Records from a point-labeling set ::

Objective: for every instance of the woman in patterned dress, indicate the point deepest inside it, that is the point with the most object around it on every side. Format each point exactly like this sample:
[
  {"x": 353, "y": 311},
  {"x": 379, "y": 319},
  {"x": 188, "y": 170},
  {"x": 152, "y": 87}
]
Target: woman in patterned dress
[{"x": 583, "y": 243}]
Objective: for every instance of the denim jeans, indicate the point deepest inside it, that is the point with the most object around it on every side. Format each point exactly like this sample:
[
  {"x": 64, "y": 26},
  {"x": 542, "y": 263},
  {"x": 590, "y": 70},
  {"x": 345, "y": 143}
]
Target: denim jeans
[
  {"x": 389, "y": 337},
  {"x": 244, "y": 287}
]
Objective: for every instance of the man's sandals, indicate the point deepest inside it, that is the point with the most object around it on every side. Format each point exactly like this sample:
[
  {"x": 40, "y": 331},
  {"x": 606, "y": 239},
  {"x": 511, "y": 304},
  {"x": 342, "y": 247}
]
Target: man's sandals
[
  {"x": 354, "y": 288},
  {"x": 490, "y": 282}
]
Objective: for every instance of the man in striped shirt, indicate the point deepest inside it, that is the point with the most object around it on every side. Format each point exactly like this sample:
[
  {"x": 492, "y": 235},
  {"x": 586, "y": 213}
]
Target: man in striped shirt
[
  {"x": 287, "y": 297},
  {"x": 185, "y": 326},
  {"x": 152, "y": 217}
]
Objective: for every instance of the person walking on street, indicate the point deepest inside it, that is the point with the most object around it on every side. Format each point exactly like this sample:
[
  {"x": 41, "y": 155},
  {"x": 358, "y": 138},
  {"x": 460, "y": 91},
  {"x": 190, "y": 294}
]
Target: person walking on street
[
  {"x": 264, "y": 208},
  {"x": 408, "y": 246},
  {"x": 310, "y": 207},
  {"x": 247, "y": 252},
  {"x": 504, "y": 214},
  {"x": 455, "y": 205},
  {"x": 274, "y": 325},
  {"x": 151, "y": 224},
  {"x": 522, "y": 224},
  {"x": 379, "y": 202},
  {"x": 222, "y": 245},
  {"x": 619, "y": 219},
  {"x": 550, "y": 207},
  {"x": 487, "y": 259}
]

What needs to be done :: Place every line from the one containing "Objective: for every instance of the man's" through the end of the records into a Markdown table with the columns Row and Line. Leave out blank lines, and number each row in sequence.

Problem solution ::
| Row | Line |
|---|---|
| 1 | Objective: for every instance of the man's sandals, indicate the point deepest inside it, that is the point with the most object around it on every side. Format each point exactly like this sample: |
| 2 | [ |
| 3 |   {"x": 40, "y": 331}, |
| 4 |   {"x": 606, "y": 239}, |
| 5 |   {"x": 511, "y": 304}, |
| 6 |   {"x": 342, "y": 247} |
| 7 | ] |
| 8 | Target: man's sandals |
| 9 | [ |
| 10 |   {"x": 354, "y": 288}, |
| 11 |   {"x": 490, "y": 282} |
| 12 | ] |
| 13 | Objective: for every instance of the man in striped shirt, indicate the point deepest inside it, that is the point with the most object around it on every side. Format each point exactly like this sample: |
| 14 | [ |
| 15 |   {"x": 492, "y": 235}, |
| 16 |   {"x": 586, "y": 213} |
| 17 | ] |
| 18 | Target: man in striped shirt |
| 19 | [ |
| 20 |   {"x": 287, "y": 297}, |
| 21 |   {"x": 185, "y": 326}, |
| 22 |   {"x": 152, "y": 217} |
| 23 | ] |
| 24 | Objective: for every instance of the person walking on street, indicate the point deepest inside it, that is the point with the most object around it on every side. Format each point exactly like this sample: |
| 25 | [ |
| 26 |   {"x": 41, "y": 155}, |
| 27 |   {"x": 358, "y": 138}, |
| 28 |   {"x": 460, "y": 91}, |
| 29 |   {"x": 190, "y": 294} |
| 30 | ] |
| 31 | Target: person walking on street |
| 32 | [ |
| 33 |   {"x": 264, "y": 208}, |
| 34 |   {"x": 408, "y": 246}, |
| 35 |   {"x": 310, "y": 207}, |
| 36 |   {"x": 247, "y": 252}, |
| 37 |   {"x": 504, "y": 214}, |
| 38 |   {"x": 455, "y": 205}, |
| 39 |   {"x": 274, "y": 325}, |
| 40 |   {"x": 151, "y": 224}, |
| 41 |   {"x": 522, "y": 224}, |
| 42 |   {"x": 379, "y": 202}, |
| 43 |   {"x": 222, "y": 245}, |
| 44 |   {"x": 619, "y": 219}, |
| 45 |   {"x": 550, "y": 207}, |
| 46 |   {"x": 487, "y": 259} |
| 47 | ] |